:: Exercise objective ::
Take the entries below and reproduce them word for word.

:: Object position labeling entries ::
┄┄┄┄┄┄┄┄┄┄┄┄┄┄┄┄┄┄┄┄
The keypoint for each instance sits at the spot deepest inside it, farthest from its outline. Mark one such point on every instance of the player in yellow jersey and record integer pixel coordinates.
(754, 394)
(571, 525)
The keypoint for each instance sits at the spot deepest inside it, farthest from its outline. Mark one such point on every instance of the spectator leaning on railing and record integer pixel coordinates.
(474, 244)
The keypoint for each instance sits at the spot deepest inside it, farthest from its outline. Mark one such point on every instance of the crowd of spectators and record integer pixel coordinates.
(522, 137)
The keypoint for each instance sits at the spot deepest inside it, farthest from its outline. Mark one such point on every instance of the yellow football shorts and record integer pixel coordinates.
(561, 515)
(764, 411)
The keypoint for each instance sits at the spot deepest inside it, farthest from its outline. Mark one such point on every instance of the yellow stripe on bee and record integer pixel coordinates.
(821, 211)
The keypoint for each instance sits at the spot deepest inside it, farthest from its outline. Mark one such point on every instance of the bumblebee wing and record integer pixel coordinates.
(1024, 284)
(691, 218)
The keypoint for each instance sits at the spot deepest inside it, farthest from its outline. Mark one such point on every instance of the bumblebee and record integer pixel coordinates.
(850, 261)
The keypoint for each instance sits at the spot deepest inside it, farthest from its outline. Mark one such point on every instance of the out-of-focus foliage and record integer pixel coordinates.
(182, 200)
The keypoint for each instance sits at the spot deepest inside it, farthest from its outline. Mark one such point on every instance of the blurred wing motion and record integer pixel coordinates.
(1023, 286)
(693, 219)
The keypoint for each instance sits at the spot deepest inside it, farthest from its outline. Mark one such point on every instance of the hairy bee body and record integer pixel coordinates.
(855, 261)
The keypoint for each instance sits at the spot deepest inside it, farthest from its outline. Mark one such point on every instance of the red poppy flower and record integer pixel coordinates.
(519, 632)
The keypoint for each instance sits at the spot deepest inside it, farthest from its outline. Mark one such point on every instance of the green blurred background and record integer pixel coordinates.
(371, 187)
┄┄┄┄┄┄┄┄┄┄┄┄┄┄┄┄┄┄┄┄
:: The reply ::
The keypoint for each instance sits at the spot deepest inside it, farthest from its outline. Mark one such point on every instance of the player in yellow jersey and record integer pixel coordinates.
(754, 394)
(571, 525)
The keypoint for each instance sits at the spot deepest inside it, farthest from its outline. Mark one such point on every instance of the spectator leaning on railing and record integer pixel coordinates.
(474, 244)
The keypoint for each instance sits at the spot deepest inside it, farthest from its outline. Mark one such point on every instance of the crowd of spectators and record integer pixel coordinates.
(522, 137)
The keypoint for each instance sits at the spot deepest inside it, farthest from its outline. Mark one such point on every instance of the yellow football shorts and record integer pixel coordinates.
(561, 515)
(764, 411)
The keypoint for each instance sits at the spot deepest inside it, farthest from its outline. Mark one such point on every instance of the yellow stripe on bee and record integer pixel coordinates.
(821, 211)
The keypoint for each instance sits at the spot deepest inside it, farthest from its outline. Mark one such point on every instance of the bumblebee wing and record integer pixel coordinates.
(1024, 284)
(691, 218)
The keypoint for each instance sits at the spot deepest inside it, farthest from its outline. Mark one such point on every instance of the bumblebee and record integer pixel coordinates.
(850, 261)
The keypoint for each instance sits at the spot deepest inside it, farthest from its outline. Mark one such point on every instance of the out-of-focus foliage and record integer pixel coordinates.
(182, 200)
The keypoint for each instance sits at the spot deepest inside it, farthest from its outline. Mark one such point on every instance of the blurred wing motion and record integer pixel coordinates.
(1023, 286)
(693, 219)
The keypoint for each instance sits at the spot deepest inside it, farthest from its outline. Mark one such point on every instance of the hairy bee body and record integer pixel coordinates.
(855, 261)
The keypoint for each instance sits at the spot deepest inside it, farthest from its outline. Mark one such point on every instance of the red poppy flower and record integer pixel coordinates.
(519, 632)
The keypoint for each instance sits at the spot deepest inside it, farthest from its outline. Mark one such point on every instance of the green blurred background and record integer pixel coordinates.
(371, 187)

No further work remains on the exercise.